Requirement 1 — Please translate this sentence from the bursary post into Spanish: "My a-n Artist Bursary is dedicated to developing a new portfolio website, and investing time into thinking about how my work is documented and made public beyond the live moment."

Hi, my name is Gordon Douglas and I’m a performance artist based in Glasgow, Scotland. I work closely with organisations towards developing understandings of collaboration within institutional performativity.

My a-n Artist Bursary is dedicated to developing a new portfolio website, and investing time into thinking about how my work is documented and made public beyond the live moment.

To give a little context, over the course of 2018-19, I am working with CCA Glasgow on a ‘performative audit’ of their open source policy, a governing document that allows for the use of all unprogrammed spaces in the building by the wider community. The resulting outcome will be a series of events under the heading An Opposites Programme. I will be blogging about this over the course of the year here. I will also be working with Travelling Gallery towards developing a solo show which will tour Scotland.

A lot of my work exists in a somewhat private dynamic, thinking about the individual performances enacted within collaboration: the kinds of performance required to maintain togetherness; the social contracts we submit to when joining a group; and the nuanced and problematic relationships we mask by saying we’re collaborating. Because of this, a lot of the work is sensitive to the people I’m working with, and is a major ethical concern of mine when choosing how to document a period of work. The research has stemmed from a performance art history not only because of this specific attentiveness to its reproduction through documentation, but through the belief in this performance existing in the (sometimes illogical) networks of production we navigate on a daily basis. Because of this, documenting the work is incredibly difficult, and devising a website to host this has always brought up problems.

Previous attempts hoped to rectify this by seriously limiting the accessibility to work, but due to upcoming international opportunities for producing and presenting new work, I believe it is now urgent to revise and seriously consider how I portray my practice online so that I may share research with people who are unfamiliar with my work.

I recently applied for support from the a-n Artist Bursary scheme to help develop a new web presence for myself that is more accessible than my current website, but still appropriate to the manner in which my practice deals strictly with its documentation.


Over the bursary period I will be working with web designer, Ben Callaghan, towards an outcome for this. We previously worked together on the development of the website introduction-to-performance.xyz, as an online archive for the course elective I devised for students of HND Contemporary Art Practice at Edinburgh College. I found through working with a web developer that both the habits in which I organised information and considered documenting a performance work expanded in a really exciting way. Through discussion, we spoke about how the work, and the accumulation of content/opinion/research, could be perceived as a score, or an invitation to re-play the curriculum. The discussion between education, performance, document and knowledge became incredibly fruitful, and helped me work through some of the problems I have with representing work online. I have chosen to work with Ben on developing this new alternative ‘portfolio’ drawing from these ideas and how we might think of my performance work, its ethics, and its relationship to the idea of a future. The bursary will pay Ben a Designer’s Fee for the website, and for a masterclass in maintaining the backend of the website– increasing my literacy in coding and hosting domains.

Requirement 2 — Edit the stretch of records from the line containing "the eye, which" through the end of the records, changing "innermost point" to "most central point" and leaving everything else as it is. Return only those lines.

Data to process —
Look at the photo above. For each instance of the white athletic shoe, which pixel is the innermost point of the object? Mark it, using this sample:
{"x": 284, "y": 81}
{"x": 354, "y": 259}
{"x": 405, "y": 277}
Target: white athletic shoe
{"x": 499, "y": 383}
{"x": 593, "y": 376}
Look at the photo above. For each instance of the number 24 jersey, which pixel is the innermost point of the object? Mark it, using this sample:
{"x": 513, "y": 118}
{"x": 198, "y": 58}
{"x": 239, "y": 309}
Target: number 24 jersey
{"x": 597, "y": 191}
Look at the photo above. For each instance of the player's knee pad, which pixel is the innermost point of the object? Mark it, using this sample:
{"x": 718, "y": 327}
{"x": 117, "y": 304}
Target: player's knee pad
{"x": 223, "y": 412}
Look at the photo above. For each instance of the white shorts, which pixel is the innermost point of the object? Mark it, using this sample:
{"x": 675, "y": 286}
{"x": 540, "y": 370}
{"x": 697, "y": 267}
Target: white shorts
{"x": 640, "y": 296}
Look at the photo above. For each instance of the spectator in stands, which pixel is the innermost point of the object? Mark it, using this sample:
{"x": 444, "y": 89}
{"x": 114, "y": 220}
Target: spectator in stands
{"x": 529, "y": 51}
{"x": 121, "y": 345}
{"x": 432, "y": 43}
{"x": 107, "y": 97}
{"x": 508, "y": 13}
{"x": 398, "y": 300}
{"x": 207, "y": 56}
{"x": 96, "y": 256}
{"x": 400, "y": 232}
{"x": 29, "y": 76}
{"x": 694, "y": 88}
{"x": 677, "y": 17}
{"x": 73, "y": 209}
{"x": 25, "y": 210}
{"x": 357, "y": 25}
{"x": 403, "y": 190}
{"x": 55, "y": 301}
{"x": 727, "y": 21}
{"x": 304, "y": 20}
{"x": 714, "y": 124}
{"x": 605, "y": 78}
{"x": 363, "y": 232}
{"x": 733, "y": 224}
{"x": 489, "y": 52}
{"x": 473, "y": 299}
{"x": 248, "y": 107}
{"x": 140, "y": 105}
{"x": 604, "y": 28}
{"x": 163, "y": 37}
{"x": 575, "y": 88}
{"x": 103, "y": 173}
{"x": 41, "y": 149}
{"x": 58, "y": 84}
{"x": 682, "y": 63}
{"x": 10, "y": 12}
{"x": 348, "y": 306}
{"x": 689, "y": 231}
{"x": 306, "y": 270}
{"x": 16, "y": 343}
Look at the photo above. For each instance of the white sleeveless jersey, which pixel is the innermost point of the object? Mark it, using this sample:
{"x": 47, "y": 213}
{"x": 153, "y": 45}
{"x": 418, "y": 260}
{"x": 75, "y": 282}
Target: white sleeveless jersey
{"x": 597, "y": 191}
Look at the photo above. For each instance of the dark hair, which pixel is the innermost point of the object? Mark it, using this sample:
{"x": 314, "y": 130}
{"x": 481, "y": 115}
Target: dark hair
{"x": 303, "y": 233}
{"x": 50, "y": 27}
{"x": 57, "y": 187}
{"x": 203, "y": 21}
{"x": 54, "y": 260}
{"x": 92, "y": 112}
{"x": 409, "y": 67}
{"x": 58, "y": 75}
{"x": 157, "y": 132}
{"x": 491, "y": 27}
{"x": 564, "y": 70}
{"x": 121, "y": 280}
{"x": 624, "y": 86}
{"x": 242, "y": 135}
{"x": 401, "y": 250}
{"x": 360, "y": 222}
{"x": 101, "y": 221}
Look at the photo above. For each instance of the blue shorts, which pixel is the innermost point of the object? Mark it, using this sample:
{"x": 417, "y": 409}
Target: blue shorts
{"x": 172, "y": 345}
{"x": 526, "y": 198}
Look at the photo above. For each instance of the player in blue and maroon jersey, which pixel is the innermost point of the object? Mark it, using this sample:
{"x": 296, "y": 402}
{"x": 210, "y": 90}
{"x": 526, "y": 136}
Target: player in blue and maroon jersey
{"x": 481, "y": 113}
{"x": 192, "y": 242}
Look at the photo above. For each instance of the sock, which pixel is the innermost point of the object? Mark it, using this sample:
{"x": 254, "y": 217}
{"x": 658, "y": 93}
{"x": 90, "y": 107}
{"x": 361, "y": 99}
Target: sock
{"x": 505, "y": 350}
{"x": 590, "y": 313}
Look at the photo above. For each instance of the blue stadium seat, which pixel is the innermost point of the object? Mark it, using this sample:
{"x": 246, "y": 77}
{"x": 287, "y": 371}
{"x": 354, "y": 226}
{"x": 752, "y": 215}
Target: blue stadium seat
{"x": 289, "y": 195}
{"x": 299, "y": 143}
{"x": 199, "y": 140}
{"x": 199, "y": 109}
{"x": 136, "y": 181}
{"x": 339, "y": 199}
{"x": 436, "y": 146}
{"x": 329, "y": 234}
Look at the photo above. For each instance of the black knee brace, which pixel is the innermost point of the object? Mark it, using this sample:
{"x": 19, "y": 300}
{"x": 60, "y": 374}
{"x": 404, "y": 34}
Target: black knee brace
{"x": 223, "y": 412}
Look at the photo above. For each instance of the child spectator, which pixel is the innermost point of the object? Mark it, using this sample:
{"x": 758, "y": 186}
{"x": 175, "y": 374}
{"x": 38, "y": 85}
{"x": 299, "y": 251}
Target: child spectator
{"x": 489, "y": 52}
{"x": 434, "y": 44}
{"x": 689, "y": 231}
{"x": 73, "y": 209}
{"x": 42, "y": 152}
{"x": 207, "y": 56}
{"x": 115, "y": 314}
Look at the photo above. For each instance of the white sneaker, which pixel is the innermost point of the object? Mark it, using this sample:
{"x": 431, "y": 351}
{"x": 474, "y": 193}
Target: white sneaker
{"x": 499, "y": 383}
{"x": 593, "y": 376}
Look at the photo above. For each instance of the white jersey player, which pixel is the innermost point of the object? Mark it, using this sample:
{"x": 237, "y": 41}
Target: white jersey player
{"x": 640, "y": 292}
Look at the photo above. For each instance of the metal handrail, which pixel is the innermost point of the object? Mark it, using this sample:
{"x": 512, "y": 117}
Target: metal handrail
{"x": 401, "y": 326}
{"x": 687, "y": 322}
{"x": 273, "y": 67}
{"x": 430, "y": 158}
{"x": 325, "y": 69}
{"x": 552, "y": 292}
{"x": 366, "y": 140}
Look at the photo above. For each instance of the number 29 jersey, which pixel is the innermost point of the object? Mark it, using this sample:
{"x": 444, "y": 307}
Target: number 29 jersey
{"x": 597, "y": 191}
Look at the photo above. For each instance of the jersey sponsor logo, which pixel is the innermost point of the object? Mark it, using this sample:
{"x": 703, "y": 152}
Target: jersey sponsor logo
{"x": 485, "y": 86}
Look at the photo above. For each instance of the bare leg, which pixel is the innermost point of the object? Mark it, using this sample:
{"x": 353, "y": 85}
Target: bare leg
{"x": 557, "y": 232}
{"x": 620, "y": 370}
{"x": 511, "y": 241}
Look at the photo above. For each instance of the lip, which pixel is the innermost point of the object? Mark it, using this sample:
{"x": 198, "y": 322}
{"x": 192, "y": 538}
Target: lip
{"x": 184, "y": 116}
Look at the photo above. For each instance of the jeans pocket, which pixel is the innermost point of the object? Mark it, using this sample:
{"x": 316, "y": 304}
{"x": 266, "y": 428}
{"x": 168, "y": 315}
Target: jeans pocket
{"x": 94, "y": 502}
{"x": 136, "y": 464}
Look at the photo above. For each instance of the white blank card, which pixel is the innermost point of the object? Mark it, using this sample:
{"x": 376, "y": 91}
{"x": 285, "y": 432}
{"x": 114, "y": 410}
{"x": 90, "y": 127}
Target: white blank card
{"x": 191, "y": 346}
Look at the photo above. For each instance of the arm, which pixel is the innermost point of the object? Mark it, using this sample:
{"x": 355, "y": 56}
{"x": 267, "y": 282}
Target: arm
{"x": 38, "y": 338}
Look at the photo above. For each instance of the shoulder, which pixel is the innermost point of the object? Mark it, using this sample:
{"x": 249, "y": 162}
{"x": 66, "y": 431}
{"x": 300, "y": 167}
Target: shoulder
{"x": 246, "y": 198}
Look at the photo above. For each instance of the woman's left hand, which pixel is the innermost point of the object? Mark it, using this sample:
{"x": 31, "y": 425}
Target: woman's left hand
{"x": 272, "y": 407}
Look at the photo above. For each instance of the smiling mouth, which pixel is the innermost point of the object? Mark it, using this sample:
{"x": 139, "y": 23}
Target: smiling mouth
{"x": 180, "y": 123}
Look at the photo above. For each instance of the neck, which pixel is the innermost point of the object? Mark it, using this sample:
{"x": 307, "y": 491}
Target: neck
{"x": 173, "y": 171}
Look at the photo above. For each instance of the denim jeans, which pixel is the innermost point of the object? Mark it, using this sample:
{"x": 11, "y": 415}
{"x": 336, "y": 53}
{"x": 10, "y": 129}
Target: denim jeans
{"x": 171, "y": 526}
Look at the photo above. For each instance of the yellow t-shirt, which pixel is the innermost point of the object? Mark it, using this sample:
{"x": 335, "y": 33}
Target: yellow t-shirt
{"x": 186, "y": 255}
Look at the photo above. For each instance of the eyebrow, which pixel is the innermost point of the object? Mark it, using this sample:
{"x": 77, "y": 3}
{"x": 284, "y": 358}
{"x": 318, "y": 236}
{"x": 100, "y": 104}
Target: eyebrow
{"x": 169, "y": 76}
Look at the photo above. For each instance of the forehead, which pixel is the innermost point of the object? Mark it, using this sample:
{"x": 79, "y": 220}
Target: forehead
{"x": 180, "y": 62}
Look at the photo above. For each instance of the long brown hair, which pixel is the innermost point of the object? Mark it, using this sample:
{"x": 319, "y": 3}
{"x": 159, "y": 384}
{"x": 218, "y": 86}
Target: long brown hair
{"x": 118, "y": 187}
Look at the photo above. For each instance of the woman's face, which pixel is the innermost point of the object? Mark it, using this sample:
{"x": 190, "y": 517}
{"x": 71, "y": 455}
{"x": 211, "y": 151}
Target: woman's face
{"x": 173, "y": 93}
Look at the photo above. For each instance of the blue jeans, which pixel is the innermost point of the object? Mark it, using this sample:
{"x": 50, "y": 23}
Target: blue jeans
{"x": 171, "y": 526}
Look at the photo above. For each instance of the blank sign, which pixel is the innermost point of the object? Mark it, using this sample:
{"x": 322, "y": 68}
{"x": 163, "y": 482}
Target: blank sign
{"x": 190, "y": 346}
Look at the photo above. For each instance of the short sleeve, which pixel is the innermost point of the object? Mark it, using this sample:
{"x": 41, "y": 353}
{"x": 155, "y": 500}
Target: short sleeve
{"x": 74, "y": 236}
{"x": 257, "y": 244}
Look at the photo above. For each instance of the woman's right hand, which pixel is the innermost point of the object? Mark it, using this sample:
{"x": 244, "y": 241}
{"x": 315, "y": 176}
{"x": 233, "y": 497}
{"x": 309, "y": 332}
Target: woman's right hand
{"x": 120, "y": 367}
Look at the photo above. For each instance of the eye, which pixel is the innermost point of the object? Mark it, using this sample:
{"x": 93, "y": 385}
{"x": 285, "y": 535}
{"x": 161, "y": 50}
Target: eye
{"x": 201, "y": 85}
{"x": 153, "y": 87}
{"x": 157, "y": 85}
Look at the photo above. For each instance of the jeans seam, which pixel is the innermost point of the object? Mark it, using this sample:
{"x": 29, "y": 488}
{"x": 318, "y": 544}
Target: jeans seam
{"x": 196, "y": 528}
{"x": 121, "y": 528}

Complete output 1 — Mi a-n Artist Bursary está dedicada a desarrollar un nuevo sitio web de portafolio y a invertir tiempo en pensar cómo se documenta mi obra y cómo se hace pública más allá del momento en vivo.

Complete output 2 —
Look at the photo above. For each instance of the eye, which pixel is the most central point of the object? Mark it, using this sample:
{"x": 93, "y": 385}
{"x": 285, "y": 535}
{"x": 161, "y": 50}
Target: eye
{"x": 201, "y": 85}
{"x": 153, "y": 87}
{"x": 157, "y": 85}
Look at the photo above. For each instance of the jeans seam, which pixel is the most central point of the object? Mark it, using this sample:
{"x": 29, "y": 488}
{"x": 318, "y": 544}
Target: jeans seam
{"x": 196, "y": 528}
{"x": 121, "y": 528}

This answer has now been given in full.